The material must be copied out exactly, line for line.

** Given information follows **

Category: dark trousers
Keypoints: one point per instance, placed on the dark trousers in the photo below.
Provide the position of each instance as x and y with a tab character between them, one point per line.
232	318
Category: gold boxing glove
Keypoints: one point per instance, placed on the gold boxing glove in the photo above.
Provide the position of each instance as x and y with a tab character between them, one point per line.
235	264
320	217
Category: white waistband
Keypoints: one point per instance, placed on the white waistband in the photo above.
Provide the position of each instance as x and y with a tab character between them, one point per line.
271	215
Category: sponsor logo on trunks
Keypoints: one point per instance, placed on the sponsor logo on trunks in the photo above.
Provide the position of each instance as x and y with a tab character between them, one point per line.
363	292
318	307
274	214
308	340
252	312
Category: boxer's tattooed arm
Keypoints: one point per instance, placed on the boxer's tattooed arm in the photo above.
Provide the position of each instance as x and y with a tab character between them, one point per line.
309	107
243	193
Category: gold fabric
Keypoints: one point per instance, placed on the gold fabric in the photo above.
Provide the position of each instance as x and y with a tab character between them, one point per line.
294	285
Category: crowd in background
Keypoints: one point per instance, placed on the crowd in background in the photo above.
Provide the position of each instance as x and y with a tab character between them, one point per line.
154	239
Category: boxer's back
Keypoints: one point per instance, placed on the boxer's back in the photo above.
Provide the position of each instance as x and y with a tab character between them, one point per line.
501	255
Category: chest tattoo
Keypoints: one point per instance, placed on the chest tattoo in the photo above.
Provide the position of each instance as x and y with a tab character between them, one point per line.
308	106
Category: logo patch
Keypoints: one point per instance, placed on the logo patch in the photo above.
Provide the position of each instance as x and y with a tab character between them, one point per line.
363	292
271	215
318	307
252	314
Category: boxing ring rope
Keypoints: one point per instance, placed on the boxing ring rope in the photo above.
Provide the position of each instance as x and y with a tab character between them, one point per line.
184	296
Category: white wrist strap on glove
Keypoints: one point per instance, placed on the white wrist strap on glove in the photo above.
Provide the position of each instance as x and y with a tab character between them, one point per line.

** End of Given information **

== Solution to this problem ==
Category: dark trousers
Keypoints: one point per instance, placed on the dark trousers in the photo below.
Provide the position of each instance as x and y with a tab character between them, one point per line.
232	318
Category: gold boxing glove
Keypoints: one point per instance, placed on the gold boxing glove in the photo above.
Provide the position of each instance as x and y with a tab character between them, one point per line.
235	264
320	217
Category: white waistband
Keypoints: one point per instance, placed on the white waistband in the photo above.
Provide the position of each instance as x and y with a tab character between them, one point per line.
271	215
Category: sponsor logo on trunks
Keypoints: one point per instance, placed on the sponsor logo on trunks in the photo above.
Provide the position of each instance as x and y with a tab character between them, one point per line.
363	292
318	307
274	214
308	340
252	312
Category: boxer's tattooed arm
Keypoints: one point per instance, placed on the boxer's tattooed arm in the photo above.
Provide the position of each instance as x and y with a tab character between them, one point per line.
309	107
243	193
Category: gold fabric
Keypoints: one point per instance, placed on the gold fabric in the photo above.
Provide the position of each instance as x and y with a tab character between them, one point per line.
294	285
Category: crowd in background
Keypoints: one point per instance, placed on the crowd in background in the photo above.
Provide the position of each instance as x and y with a tab character between them, one point per line.
154	239
Category: boxer's back
Keypoints: one point per instance, placed on the boxer's back in the photo above.
Provide the position of each instance as x and y with a tab character between them, one point per line.
501	255
Category: chest tattoo
Keypoints: one point per instance, placed on the chest tattoo in the photo above.
Provide the position of each instance as x and y with a tab character between them, one point per line.
308	106
Category: logo patch
Keypoints: one point per instance, placed on the logo patch in the photo above.
Provide the position of each instance as x and y with a tab character between them, one point per line.
363	292
271	215
318	307
252	314
Category: boxing ring rope
Keypoints: one point per instance, placed on the boxing ring rope in the photo above.
Provide the position of each instance as x and y with a tab character between them, one point per line.
184	296
Category: white wrist strap on glove
Keypoints: one point per instance, placed on the white wrist strap on glove in the photo above.
Provide the position of each instance as x and y with a tab character between them, one point per line.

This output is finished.